Exercise material
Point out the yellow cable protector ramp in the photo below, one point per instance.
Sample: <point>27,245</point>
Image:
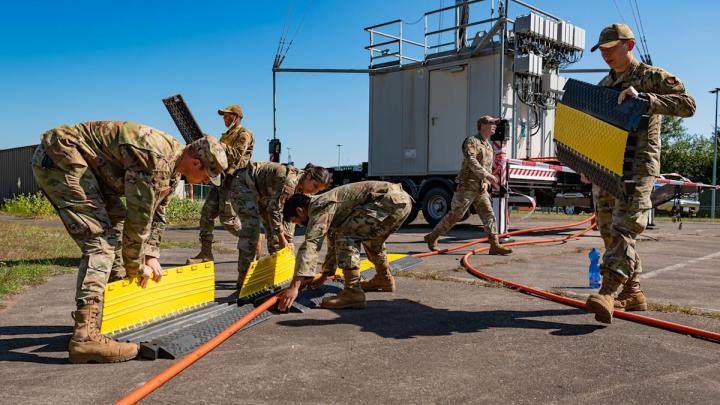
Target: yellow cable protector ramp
<point>127,305</point>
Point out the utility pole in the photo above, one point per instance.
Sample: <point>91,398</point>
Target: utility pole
<point>290,162</point>
<point>715,136</point>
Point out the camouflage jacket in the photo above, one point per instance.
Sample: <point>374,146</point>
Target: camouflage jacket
<point>328,211</point>
<point>667,96</point>
<point>273,184</point>
<point>477,161</point>
<point>131,160</point>
<point>239,143</point>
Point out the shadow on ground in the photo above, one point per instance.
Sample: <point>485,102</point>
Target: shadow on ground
<point>407,319</point>
<point>55,261</point>
<point>33,343</point>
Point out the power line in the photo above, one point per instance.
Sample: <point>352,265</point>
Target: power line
<point>642,32</point>
<point>622,18</point>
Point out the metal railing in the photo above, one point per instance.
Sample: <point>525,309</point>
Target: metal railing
<point>394,43</point>
<point>388,43</point>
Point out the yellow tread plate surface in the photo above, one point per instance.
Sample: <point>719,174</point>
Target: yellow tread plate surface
<point>269,271</point>
<point>593,138</point>
<point>127,305</point>
<point>278,268</point>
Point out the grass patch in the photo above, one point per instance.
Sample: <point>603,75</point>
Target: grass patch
<point>29,206</point>
<point>31,254</point>
<point>181,211</point>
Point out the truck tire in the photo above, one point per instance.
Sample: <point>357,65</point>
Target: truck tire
<point>435,204</point>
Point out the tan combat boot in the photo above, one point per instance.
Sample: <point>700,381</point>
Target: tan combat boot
<point>496,248</point>
<point>601,304</point>
<point>205,254</point>
<point>352,296</point>
<point>631,298</point>
<point>431,240</point>
<point>87,345</point>
<point>383,280</point>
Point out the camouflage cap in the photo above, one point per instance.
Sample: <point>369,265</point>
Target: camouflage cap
<point>488,119</point>
<point>232,109</point>
<point>612,34</point>
<point>213,156</point>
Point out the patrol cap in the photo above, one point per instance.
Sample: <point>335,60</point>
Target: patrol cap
<point>212,155</point>
<point>232,109</point>
<point>612,34</point>
<point>488,119</point>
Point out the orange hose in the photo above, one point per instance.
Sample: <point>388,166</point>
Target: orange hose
<point>671,326</point>
<point>175,369</point>
<point>165,375</point>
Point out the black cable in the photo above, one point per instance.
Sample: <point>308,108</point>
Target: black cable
<point>643,51</point>
<point>642,32</point>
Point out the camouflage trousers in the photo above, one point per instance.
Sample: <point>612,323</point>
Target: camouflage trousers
<point>620,222</point>
<point>462,199</point>
<point>217,204</point>
<point>93,220</point>
<point>368,226</point>
<point>251,212</point>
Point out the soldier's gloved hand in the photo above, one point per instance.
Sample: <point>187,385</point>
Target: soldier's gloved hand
<point>318,282</point>
<point>152,269</point>
<point>288,295</point>
<point>630,91</point>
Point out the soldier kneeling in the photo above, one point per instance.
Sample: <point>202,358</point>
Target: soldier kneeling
<point>364,213</point>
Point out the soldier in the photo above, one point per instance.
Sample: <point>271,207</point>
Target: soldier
<point>620,222</point>
<point>217,202</point>
<point>84,170</point>
<point>364,213</point>
<point>473,188</point>
<point>260,191</point>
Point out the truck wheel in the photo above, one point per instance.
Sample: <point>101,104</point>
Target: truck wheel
<point>435,205</point>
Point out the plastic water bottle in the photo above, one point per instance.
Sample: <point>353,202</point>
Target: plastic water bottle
<point>594,270</point>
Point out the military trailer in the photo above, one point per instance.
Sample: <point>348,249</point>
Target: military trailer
<point>431,79</point>
<point>426,95</point>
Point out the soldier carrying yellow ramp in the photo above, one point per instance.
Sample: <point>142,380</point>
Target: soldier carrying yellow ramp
<point>84,169</point>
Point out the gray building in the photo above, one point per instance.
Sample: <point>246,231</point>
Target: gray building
<point>16,175</point>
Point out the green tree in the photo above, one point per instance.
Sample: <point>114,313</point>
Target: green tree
<point>688,154</point>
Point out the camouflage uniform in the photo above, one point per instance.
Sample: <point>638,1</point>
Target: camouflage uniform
<point>85,169</point>
<point>258,194</point>
<point>364,213</point>
<point>620,222</point>
<point>475,169</point>
<point>217,203</point>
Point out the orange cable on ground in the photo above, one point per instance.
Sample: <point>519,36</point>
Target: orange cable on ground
<point>175,369</point>
<point>671,326</point>
<point>164,376</point>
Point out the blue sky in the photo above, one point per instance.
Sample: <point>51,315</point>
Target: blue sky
<point>68,62</point>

Exercise
Give back every record exactly, dropping its pictures.

Written solution
Point out the yellow cable protector ramp in the photo below, one point per instance.
Sample: <point>27,245</point>
Image:
Target: yellow cable protector ramp
<point>127,305</point>
Point out the utility pole in the photo above, one point per instance.
Sample: <point>91,398</point>
Target: utility pole
<point>290,162</point>
<point>715,136</point>
Point out the camouflage jacket in the photo above, one point per instance.
Sample: <point>374,146</point>
Target: camouflage jacket
<point>328,211</point>
<point>667,96</point>
<point>273,184</point>
<point>477,161</point>
<point>131,160</point>
<point>239,143</point>
Point out the shadow on ground in the photo above, one point per instance.
Sample: <point>485,102</point>
Target: shadow on ground
<point>407,319</point>
<point>55,261</point>
<point>33,343</point>
Point out the power line in the photo above, one point per instance.
Sample: <point>352,265</point>
Target: power line
<point>642,32</point>
<point>622,18</point>
Point out the metal railing in the photo above, one point per instance.
Sample: <point>525,309</point>
Target: metal railing
<point>394,43</point>
<point>388,43</point>
Point out the yellow tread plate surface in the photo above, one point per instance.
Sample: <point>719,174</point>
Target: yellow tread plate surface
<point>269,271</point>
<point>593,138</point>
<point>127,305</point>
<point>278,268</point>
Point out the grass patch in the photo above, one point per instance.
Sample: <point>603,75</point>
Target: grass patch
<point>29,206</point>
<point>31,254</point>
<point>181,211</point>
Point out the truck tire in the photo above, one point per instance.
Sample: <point>357,65</point>
Target: truck tire
<point>435,204</point>
Point out the tan combat boot in the photo above, one point per instance.
Sample: <point>700,381</point>
Target: tan combat boot
<point>496,248</point>
<point>601,304</point>
<point>205,254</point>
<point>352,296</point>
<point>631,298</point>
<point>431,240</point>
<point>87,345</point>
<point>383,280</point>
Point out the camouflage cap in the photo above, one point per instance.
Sample: <point>369,265</point>
Target: camouflage cap
<point>488,119</point>
<point>232,109</point>
<point>612,34</point>
<point>213,156</point>
Point out the patrol cap in the photo above, one point per instance.
Sample: <point>335,60</point>
Target: patrol cap
<point>212,155</point>
<point>232,109</point>
<point>612,34</point>
<point>488,119</point>
Point out the orange hose in the photo above, one point per instance.
Sample: <point>388,166</point>
Target: orange hose
<point>671,326</point>
<point>175,369</point>
<point>165,375</point>
Point out the black cable in the photo above, one point per instance.
Sample: <point>308,108</point>
Target: black cable
<point>643,51</point>
<point>642,32</point>
Point out the camouflage trousers in the photo above, one point per instance.
Sample: <point>612,323</point>
Target: camouflage trousers
<point>620,222</point>
<point>462,199</point>
<point>217,204</point>
<point>93,220</point>
<point>368,226</point>
<point>251,212</point>
Point out the soldier's gloved hand in the photo above, one point per instance.
Sample: <point>187,385</point>
Target: soldier's gloved hand
<point>318,282</point>
<point>152,269</point>
<point>288,295</point>
<point>630,91</point>
Point out the soldier kneeling in the photo above, one point per instance.
Sample: <point>202,358</point>
Target: soldier kneeling
<point>364,213</point>
Point out the soldier in the photo above, one point per instance.
Sample: <point>271,207</point>
Target: soldier
<point>620,222</point>
<point>217,202</point>
<point>84,170</point>
<point>364,213</point>
<point>473,188</point>
<point>260,191</point>
Point out the truck wheel in the photo above, one point per instance.
Sample: <point>101,104</point>
Target: truck wheel
<point>435,205</point>
Point out the plastic water bottle in the photo above, one point per instance.
Sample: <point>353,202</point>
Target: plastic water bottle
<point>594,270</point>
Point out the military trailer in the photo above, one point per instance.
Sample: <point>348,249</point>
Target: military trailer
<point>431,79</point>
<point>426,95</point>
Point out the soldier carrying yellow ramp in the photo above, one point per instance.
Sample: <point>142,380</point>
Target: soldier carrying yellow ramp
<point>84,169</point>
Point out the gray building in the photo above, one point per instance.
Sample: <point>246,231</point>
Target: gray building
<point>16,175</point>
Point out the green tree in the photo above, one point per instance.
Sample: <point>114,313</point>
Target: green tree
<point>688,154</point>
Point out the camouflage uniform in the photo above, one point per instance.
Sample: <point>638,1</point>
Target: camouflage uniform
<point>85,169</point>
<point>258,194</point>
<point>364,213</point>
<point>620,222</point>
<point>475,169</point>
<point>217,203</point>
Point out the orange cable on ground in the photo above, one point per instance.
Sample: <point>519,36</point>
Target: orange cable on ground
<point>175,369</point>
<point>671,326</point>
<point>164,376</point>
Point out the blue sky in the photo above, one point per instance.
Sample: <point>51,315</point>
Target: blue sky
<point>68,62</point>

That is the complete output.